Dance Studies:

Namami: Performative Translations (2019, presentation)
Presented at Telling Stories: Performer(’)s Present symposium at Yong Siew Toh Conservatory of Music (2019)

With this project, I centre the empirical in artistic analysis by experimenting an analytical method that began and ended in performance. In doing so, I hope to elaborate upon the generative potential of analysis and question the implicit antagonism between ‘drastic’ and ‘gnostic’ (from Carolyn Abbate) forms of knowledge in artistic epistemology. To this end, I present five analysis-texts I created of a dance item in the Odissi (Indian Classical Dance) tradition, which use different notational languages and prioritise difference aspects of the ‘dance’. Four of these were performed by a dancer who had not seen the source piece. In this presentation, I used the dancer’s ‘re-performances’ to reflect more broadly upon the role of analysis in dance and music, and the forms analysis could potentially take beyond the text.


Gendered Beings in Indian Classical Dance (2019, essay)

This paper explores the articulation of gender in Odissi, giving special attention to Guru Kelucharan Mohapatra’s performances of ashtapadis from the canonical cycle Gita Govinda, by poet Jayadeva, in Odissi dance repertoire. 

Pursuing Theological and Aesthestic Interests in Devotional Indian Dance (2021, essay) 

I trace the intersection and conflicts of ‘interests’ given by rasa aesthetic theory and bhakti philosophy in performing devotional Indian dance. As aesthetic and religious philosophies respectively, both rasa and bhakti act upon ICD; however, while rasa theory values aesthetic distance, depersonalisation and abstraction, the devotional attitude/practice of bhakti requires a devotee to identify fully with religious figures in order to attain transcendence. I elucidate the problem of conflicting interests from the  perspective of a performer of ICD, and speculate upon philosophy’s role - as well as its limitations - in resolving it.
——
Please reproduce, word for word, the part of the dance studies text above that opens with the words containing "With this project, I" and closes with "beyond the text.".

◆ Source records
——
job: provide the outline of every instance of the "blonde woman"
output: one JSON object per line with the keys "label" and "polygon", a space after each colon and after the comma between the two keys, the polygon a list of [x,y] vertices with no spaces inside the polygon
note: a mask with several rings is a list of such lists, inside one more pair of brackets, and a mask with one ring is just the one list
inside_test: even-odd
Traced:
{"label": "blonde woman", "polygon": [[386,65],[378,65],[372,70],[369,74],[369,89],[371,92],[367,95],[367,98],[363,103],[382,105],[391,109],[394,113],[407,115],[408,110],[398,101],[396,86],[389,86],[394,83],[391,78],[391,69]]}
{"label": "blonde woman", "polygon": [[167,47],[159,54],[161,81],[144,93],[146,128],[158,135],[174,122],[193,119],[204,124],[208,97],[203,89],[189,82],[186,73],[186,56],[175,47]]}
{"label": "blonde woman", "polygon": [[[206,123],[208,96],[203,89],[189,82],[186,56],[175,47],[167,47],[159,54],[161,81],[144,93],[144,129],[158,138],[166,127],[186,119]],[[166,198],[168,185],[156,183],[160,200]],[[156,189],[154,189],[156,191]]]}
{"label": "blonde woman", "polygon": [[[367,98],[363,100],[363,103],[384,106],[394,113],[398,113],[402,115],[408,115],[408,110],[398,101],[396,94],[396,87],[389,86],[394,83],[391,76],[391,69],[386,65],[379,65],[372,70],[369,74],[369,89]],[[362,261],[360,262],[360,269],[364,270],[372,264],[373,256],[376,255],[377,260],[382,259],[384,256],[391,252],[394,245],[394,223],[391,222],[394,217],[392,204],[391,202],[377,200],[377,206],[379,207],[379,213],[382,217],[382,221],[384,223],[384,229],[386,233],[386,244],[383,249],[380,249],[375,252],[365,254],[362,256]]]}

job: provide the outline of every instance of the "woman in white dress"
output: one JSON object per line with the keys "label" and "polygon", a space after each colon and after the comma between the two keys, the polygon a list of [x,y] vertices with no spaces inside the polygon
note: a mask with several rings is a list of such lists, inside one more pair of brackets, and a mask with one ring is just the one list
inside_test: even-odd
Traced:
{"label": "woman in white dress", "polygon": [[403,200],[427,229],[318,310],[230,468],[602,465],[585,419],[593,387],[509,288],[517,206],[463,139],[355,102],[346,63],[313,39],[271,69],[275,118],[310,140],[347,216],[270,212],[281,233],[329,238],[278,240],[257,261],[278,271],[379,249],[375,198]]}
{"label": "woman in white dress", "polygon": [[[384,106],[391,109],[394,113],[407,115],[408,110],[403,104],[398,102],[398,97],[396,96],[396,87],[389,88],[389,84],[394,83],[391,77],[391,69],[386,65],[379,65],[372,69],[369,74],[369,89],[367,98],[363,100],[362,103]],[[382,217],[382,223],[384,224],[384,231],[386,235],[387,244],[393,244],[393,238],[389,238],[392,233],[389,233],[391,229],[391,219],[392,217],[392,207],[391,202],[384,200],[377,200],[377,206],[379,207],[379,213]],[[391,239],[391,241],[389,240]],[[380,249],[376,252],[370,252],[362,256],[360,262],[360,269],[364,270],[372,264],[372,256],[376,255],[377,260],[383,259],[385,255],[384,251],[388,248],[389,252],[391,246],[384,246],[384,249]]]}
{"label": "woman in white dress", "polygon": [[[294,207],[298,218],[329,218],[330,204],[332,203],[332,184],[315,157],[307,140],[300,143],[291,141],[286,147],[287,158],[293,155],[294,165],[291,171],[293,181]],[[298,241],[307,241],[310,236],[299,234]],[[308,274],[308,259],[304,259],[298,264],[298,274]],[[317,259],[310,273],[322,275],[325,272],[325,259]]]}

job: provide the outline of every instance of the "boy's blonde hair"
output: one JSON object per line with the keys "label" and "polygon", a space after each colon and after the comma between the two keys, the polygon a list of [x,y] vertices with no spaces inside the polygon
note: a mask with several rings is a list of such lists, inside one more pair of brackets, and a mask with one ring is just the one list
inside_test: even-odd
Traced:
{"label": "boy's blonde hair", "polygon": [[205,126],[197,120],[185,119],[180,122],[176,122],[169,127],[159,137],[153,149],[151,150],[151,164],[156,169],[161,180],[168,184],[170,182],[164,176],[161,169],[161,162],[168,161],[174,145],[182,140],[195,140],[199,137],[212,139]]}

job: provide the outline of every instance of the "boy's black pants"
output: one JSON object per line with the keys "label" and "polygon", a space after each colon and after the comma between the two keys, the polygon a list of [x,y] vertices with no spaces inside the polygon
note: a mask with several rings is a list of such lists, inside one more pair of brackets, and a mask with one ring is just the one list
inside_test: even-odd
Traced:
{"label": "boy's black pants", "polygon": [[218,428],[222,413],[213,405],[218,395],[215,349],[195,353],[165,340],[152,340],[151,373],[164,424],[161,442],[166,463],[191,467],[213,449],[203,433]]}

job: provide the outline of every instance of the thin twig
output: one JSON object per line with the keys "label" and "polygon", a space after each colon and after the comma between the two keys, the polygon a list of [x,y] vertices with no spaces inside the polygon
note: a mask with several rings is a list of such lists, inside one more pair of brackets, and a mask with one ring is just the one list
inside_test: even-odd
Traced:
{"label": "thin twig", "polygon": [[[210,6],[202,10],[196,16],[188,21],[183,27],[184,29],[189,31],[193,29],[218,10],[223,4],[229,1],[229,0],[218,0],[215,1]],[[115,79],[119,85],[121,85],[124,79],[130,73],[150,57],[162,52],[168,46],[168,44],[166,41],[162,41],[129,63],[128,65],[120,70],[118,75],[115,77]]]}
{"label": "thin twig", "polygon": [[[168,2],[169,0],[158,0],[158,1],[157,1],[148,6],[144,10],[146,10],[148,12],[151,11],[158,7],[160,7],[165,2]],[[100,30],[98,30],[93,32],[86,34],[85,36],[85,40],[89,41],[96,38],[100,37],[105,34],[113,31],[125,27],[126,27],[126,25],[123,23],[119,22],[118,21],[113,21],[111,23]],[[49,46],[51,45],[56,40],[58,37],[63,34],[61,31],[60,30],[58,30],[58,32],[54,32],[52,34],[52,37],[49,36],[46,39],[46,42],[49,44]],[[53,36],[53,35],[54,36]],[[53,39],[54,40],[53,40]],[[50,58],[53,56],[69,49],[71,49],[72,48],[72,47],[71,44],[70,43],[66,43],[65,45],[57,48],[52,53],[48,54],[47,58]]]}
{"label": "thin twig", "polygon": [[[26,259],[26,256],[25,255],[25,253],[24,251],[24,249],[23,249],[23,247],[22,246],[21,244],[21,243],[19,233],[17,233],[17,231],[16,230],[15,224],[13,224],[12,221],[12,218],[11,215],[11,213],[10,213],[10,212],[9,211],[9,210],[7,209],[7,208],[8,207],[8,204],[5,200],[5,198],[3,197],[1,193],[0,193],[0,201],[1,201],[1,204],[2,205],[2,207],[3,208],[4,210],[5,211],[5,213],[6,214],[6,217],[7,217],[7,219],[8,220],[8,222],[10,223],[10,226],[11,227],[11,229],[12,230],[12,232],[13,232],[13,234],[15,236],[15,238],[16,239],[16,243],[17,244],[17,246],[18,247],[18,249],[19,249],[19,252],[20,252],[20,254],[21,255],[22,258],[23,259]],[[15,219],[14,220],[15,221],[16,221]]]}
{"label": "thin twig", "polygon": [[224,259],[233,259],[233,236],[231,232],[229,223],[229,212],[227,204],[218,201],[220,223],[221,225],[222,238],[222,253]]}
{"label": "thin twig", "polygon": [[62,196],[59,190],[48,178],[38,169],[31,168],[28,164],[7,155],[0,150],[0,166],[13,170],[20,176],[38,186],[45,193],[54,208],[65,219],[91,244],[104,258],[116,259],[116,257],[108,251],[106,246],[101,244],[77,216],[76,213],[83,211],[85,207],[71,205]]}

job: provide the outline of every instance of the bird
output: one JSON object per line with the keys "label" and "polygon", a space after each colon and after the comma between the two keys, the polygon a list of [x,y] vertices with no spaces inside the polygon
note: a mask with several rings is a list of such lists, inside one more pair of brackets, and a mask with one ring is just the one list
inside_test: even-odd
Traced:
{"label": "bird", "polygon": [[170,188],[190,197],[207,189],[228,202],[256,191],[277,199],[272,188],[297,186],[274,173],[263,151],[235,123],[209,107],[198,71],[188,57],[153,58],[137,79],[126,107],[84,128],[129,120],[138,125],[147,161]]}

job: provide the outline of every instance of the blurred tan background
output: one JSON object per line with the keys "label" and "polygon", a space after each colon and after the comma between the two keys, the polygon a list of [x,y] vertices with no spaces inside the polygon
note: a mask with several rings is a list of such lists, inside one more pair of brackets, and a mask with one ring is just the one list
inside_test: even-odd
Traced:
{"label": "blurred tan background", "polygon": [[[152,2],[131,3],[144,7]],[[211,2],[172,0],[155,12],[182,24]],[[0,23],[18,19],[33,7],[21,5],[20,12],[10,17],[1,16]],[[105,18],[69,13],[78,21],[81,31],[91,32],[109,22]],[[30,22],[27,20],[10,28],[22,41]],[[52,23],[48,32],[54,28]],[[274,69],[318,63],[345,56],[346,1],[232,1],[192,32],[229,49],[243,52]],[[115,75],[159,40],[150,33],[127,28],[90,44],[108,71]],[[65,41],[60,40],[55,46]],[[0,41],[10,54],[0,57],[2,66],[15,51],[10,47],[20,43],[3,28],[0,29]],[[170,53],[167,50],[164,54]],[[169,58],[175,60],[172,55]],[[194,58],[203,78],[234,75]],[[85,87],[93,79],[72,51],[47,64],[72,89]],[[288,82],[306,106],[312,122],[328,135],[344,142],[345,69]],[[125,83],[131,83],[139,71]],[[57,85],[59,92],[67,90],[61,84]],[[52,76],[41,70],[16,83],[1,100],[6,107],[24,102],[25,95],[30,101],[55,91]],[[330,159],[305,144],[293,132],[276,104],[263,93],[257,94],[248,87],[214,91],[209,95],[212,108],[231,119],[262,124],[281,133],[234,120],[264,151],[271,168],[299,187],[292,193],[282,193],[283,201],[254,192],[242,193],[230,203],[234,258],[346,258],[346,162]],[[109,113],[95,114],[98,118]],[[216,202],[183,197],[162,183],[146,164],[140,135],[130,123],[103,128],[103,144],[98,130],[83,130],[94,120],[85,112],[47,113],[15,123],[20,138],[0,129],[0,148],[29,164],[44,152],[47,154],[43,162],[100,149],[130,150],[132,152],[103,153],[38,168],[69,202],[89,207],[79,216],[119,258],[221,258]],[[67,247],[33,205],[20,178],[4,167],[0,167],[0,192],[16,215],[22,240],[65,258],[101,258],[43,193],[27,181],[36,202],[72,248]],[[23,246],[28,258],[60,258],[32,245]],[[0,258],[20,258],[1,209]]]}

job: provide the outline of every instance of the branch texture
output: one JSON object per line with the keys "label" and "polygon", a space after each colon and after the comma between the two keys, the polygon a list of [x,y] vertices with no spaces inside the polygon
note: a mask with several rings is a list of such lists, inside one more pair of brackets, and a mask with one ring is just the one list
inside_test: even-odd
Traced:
——
◆ RESPONSE
With this project, I centre the empirical in artistic analysis by experimenting an analytical method that began and ended in performance. In doing so, I hope to elaborate upon the generative potential of analysis and question the implicit antagonism between ‘drastic’ and ‘gnostic’ (from Carolyn Abbate) forms of knowledge in artistic epistemology. To this end, I present five analysis-texts I created of a dance item in the Odissi (Indian Classical Dance) tradition, which use different notational languages and prioritise difference aspects of the ‘dance’. Four of these were performed by a dancer who had not seen the source piece. In this presentation, I used the dancer’s ‘re-performances’ to reflect more broadly upon the role of analysis in dance and music, and the forms analysis could potentially take beyond the text.